### SHORT PROBLEM
Please copy the entire listing line for line, and adjust each bounding box coordinate by -8.

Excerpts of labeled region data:
● ● ● ● ● ● ●

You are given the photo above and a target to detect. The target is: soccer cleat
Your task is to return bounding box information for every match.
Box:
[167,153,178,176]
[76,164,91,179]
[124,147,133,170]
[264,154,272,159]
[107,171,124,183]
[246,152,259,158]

● ● ● ● ● ● ●

### FINAL ANSWER
You are given the photo above and a target to detect. The target is: soccer cleat
Your task is to return bounding box information for every match.
Box:
[159,145,170,168]
[68,156,83,171]
[116,139,125,162]
[256,146,264,151]
[99,163,116,175]
[238,144,251,150]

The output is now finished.